## EXERCISES TO COMPLETE
- A) Quote the passage on Sacramento's Denti-Cal program from "There are about" up to and including "and important job.".
- B) Using the passage on Sacramento's Denti-Cal program, mark each statement yes or no and quote the words that decide it: (i) The 1994 pilot project moved many Sacramento Denti-Cal beneficiaries into managed care dental plans. (ii) The 2010 report found the HMOs were seeing about half of the eligible patients. (iii) After the report, the state asked for the money back.
- C) Continue the passage on Sacramento's Denti-Cal program from its last sentence.

There are about 120,000 young people under the age of 18 with Medi-Cal dental insurance in Sacramento County. Counting both baby and adult teeth, Denti-Cal is overseeing about 3 million teeth. A big and important job.
Unfortunately, Sacramento’s grownups have not met this challenge. In 1994, a pilot project moved many Sacramento Denti-Cal beneficiaries into managed care dental plans. Instead of reimbursing dentists for services rendered, dental HMO plans would be paid a set amount for covering a certain number of eligible people. The hope was that this managed care system would cut administrative costs, and provide less expensive coverage.
However, a 2010 report by First 5 Sacramento Commission revealed that the for-profit HMO dental plans were paid the same amount whether they provided services or not, and these HMOs were only seeing about 20 percent of the eligible patients.
After this report was published, California President Pro Tem Darrell Steinberg called for an investigation. The five HMOs said they would do a better job. But did the state ask for our money back? No. Two of the HMOs were dropped and the state promised to do a better job monitoring the program.

## DATASET CONTENT
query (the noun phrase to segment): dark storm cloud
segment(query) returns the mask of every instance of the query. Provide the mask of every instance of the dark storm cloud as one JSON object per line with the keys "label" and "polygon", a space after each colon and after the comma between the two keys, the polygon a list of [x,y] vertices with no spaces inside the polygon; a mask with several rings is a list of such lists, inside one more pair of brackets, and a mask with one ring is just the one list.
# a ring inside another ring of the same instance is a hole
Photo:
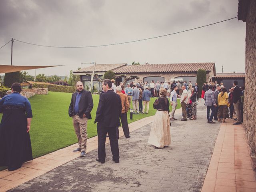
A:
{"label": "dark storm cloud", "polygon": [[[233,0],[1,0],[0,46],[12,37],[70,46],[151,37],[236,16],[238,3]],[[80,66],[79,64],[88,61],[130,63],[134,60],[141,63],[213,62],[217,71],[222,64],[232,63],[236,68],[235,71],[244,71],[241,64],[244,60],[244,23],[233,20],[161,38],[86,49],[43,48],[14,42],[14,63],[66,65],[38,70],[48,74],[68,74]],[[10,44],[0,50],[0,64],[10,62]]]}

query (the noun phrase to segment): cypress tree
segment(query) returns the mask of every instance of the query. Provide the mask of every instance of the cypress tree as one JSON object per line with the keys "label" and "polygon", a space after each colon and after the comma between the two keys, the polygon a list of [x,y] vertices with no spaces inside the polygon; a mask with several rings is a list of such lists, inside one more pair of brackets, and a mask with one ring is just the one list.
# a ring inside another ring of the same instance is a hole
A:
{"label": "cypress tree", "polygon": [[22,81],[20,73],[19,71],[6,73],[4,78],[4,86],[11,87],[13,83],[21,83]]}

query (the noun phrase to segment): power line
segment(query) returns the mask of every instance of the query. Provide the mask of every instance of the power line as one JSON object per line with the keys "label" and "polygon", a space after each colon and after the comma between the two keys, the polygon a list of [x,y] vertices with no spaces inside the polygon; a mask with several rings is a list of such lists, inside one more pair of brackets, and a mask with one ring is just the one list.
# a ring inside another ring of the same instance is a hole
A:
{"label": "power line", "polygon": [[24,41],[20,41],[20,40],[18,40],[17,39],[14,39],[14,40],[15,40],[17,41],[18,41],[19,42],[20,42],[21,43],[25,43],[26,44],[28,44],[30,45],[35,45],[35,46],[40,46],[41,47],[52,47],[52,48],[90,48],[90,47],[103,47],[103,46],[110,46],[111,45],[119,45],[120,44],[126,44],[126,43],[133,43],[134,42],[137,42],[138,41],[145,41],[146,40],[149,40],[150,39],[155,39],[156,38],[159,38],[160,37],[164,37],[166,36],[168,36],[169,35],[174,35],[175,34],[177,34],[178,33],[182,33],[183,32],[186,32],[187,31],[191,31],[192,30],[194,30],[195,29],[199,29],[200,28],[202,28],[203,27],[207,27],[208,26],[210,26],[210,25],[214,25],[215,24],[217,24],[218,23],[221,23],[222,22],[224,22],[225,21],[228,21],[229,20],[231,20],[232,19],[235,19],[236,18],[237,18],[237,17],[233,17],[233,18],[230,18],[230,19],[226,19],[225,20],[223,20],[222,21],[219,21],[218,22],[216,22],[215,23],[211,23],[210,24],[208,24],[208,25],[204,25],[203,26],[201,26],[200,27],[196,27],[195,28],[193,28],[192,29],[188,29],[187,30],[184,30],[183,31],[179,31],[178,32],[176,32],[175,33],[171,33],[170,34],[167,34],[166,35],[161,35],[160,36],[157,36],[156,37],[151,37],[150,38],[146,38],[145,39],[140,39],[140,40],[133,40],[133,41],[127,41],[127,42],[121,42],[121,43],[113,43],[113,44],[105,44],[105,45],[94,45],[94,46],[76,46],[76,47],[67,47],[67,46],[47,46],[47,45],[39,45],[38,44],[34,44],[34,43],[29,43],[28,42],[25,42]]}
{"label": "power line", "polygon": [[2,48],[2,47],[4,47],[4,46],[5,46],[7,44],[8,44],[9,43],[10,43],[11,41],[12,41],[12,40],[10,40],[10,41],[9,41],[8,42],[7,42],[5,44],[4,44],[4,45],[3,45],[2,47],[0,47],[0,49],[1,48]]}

--

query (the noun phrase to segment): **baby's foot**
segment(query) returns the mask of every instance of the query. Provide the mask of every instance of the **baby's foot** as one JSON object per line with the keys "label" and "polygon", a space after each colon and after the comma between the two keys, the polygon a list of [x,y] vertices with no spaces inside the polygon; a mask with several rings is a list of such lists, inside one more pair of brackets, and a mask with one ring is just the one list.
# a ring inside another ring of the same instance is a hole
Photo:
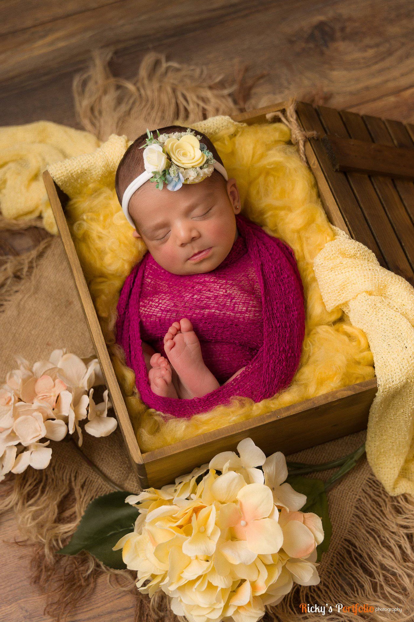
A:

* * *

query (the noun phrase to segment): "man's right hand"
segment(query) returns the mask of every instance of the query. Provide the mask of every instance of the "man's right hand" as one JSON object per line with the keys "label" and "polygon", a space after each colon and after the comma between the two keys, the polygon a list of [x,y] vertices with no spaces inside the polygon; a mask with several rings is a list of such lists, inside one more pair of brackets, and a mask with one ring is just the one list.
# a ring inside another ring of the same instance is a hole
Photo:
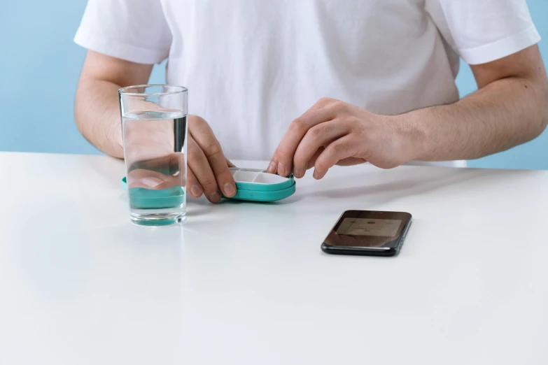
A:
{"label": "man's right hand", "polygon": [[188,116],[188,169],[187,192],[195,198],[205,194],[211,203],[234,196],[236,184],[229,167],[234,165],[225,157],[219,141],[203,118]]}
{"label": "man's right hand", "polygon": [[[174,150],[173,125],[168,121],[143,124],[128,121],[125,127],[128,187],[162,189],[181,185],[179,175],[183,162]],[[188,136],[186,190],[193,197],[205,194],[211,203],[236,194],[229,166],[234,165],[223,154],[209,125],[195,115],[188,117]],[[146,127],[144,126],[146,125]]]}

## RESULTS
- A)
There are about 120,000 young people under the age of 18 with Medi-Cal dental insurance in Sacramento County. Counting both baby and adult teeth, Denti-Cal is overseeing about 3 million teeth. A big and important job.

- B)
(i) Yes: "In 1994, a pilot project moved many Sacramento Denti-Cal beneficiaries into managed care dental plans."
(ii) No: "these HMOs were only seeing about 20 percent of the eligible patients."
(iii) No: "But did the state ask for our money back? No."

- C)
According to data from the first quarter of 2013, while the Sacramento County HMOs are doing better, they are still underperforming. Federal data shows that nearly 56 percent of the 5.1 million children enrolled in Medi-Cal did not receive dental care. How do we fix this? There are two options.
The first option is to adopt the program that nearly all of California’s other counties have: pay-for-services. While better than Sacramento’s HMO program, there are significant problems with this model, in particular the low Medi-Cal reimbursement rate. The rate is so low that the vast majority of dentists refuse to see Medi-Cal patients. And many of the dentists that do accept Medi-Cal patients restrict the number of patients they will accept.
But there is now a better option. In the Byzantine world of healthcare reimbursement, the federal government has different rates for different groups. Individual dentists are paid one rate and Federally Qualified Health Centers are paid at much higher rates. If we expand the number of FQHC dental clinics in Sacramento County, we can create a much better system for our kids. We would have enough dentists to provide care for our Medi-Cal children’s 3 million teeth.
And we are already making progress. One of Sacramento’s FQHCs, WellSpace Health, with only 20 dental chairs, has already had 32,757 dental visits between July 1, 2014, and May 1, 2015, according to data from First 5.
And with more FQHCs, we can do more. Much more.
There are bureaucratic difficulties. There are cash flow difficulties, because the feds do not pay promptly. But at the end of the day, if Sacramento grownups do their job, the feds will provide the funds for us to provide excellent care for these 3 million teeth. It is not a money issue. It is a solvable problem. Our kids need to brush twice a day. And the grownups need to fix the Denti-Cal problem.